* SHORT TASK: Rewrite everything from the start of the entries down to the line containing "column 457, row 367", with "ceiling" replaced by "overhead" and all else unchanged. Leave the pictures out of your answer.

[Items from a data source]
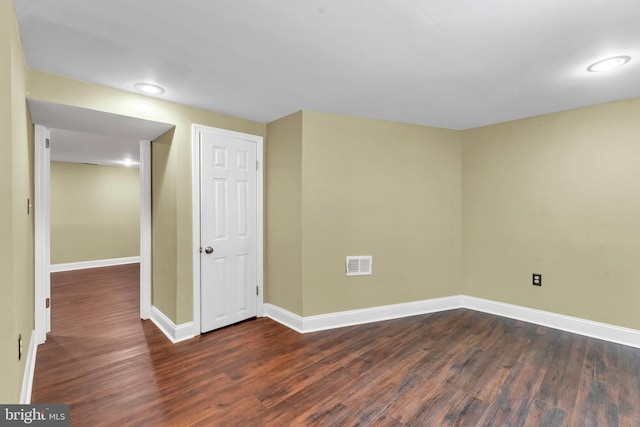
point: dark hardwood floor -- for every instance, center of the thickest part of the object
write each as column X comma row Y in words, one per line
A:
column 458, row 367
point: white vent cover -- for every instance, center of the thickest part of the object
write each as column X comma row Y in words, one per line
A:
column 359, row 265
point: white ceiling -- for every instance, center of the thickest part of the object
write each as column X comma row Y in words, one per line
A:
column 79, row 135
column 449, row 63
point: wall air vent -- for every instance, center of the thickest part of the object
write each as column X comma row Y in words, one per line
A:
column 359, row 265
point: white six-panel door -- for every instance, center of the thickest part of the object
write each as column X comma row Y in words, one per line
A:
column 228, row 230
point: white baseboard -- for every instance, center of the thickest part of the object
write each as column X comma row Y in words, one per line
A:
column 576, row 325
column 287, row 318
column 357, row 317
column 603, row 331
column 175, row 333
column 29, row 370
column 93, row 264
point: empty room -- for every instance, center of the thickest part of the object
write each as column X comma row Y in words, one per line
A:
column 345, row 212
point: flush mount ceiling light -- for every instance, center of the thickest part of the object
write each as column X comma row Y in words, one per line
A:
column 609, row 64
column 149, row 88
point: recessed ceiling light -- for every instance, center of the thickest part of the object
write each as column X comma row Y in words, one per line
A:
column 609, row 63
column 128, row 162
column 149, row 88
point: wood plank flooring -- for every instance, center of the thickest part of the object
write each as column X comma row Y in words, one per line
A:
column 457, row 367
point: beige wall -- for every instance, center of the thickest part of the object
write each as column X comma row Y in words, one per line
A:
column 16, row 221
column 284, row 213
column 177, row 201
column 557, row 195
column 362, row 187
column 95, row 212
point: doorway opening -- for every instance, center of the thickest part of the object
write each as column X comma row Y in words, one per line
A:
column 136, row 135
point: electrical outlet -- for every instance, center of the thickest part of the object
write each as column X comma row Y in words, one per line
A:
column 537, row 279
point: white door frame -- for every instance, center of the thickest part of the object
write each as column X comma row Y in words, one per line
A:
column 145, row 229
column 42, row 230
column 42, row 226
column 195, row 202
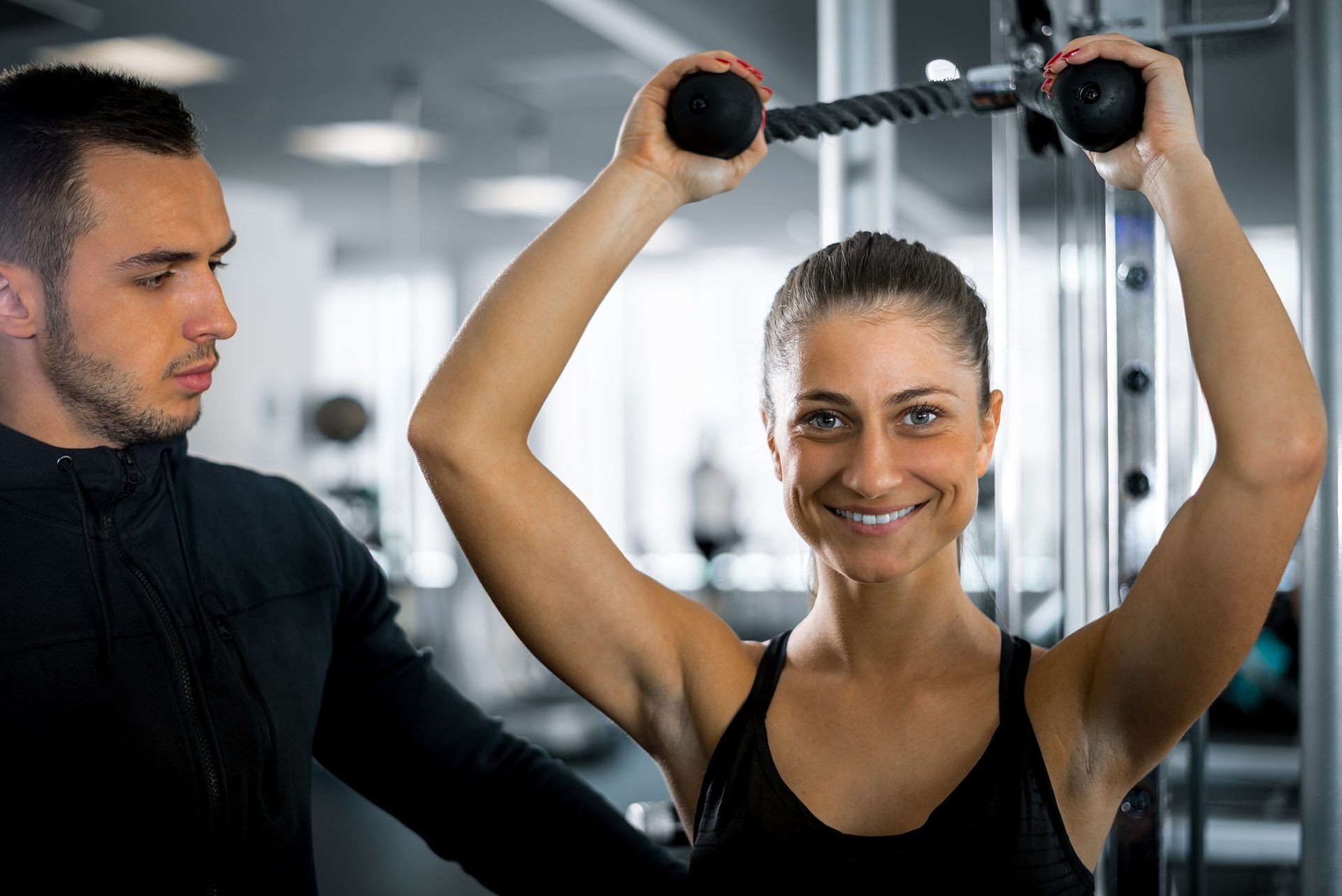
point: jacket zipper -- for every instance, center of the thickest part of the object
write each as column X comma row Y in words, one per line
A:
column 134, row 478
column 270, row 789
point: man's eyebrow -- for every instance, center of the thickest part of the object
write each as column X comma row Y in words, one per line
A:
column 898, row 398
column 156, row 256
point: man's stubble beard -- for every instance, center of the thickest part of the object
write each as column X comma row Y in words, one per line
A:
column 102, row 398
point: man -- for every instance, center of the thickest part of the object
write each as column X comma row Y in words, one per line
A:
column 179, row 639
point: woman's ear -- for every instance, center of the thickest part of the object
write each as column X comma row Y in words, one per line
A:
column 773, row 448
column 17, row 312
column 988, row 431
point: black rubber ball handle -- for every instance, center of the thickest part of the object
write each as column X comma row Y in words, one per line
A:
column 714, row 115
column 1099, row 105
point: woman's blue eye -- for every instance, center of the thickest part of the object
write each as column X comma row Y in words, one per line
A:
column 822, row 414
column 923, row 410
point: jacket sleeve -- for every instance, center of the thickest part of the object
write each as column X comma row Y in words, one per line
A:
column 401, row 734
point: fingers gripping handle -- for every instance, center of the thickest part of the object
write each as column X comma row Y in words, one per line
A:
column 1097, row 105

* ANSWER FOR THIS EXERCISE:
point: dark hardwood floor -- for every instance, center of the thickest part of the object
write each as column X comma row Y in words, one per line
A:
column 458, row 367
point: white vent cover -- for every instance, center of the thickest part of the object
write each as column X comma row Y in words, one per line
A:
column 359, row 265
point: white overhead -- for every instance, center of the thickest part of the object
write each as column X comma row Y in words, one per line
A:
column 79, row 135
column 449, row 63
point: wall air vent -- for every instance, center of the thickest part of the object
write each as column X comma row Y in words, one per line
A:
column 359, row 265
point: white six-panel door -- for every instance, center of the thickest part of the object
write each as column X comma row Y in words, one per line
A:
column 228, row 230
point: white baseboard -- for every instance, center of the thickest part of the object
write each as column X comma row Y in words, one per line
A:
column 576, row 325
column 287, row 318
column 357, row 317
column 603, row 331
column 175, row 333
column 29, row 370
column 93, row 264
point: empty room -- for every instance, center of the thickest part of the object
write each as column X comma row Y in words, one per line
A:
column 345, row 212
point: flush mount overhead light -- for every instance, center of the thickest part of the object
write each as column X comma row Y in words, one per line
A:
column 609, row 64
column 149, row 88
point: recessed overhead light -- for every instance, center of the thickest part of the object
write each as column X comma row Y in words, one per line
A:
column 609, row 63
column 128, row 162
column 149, row 88
point: wood plank flooring -- for every instance, center of the thickest part of the object
write each as column X comma row Y in words, one per line
A:
column 457, row 367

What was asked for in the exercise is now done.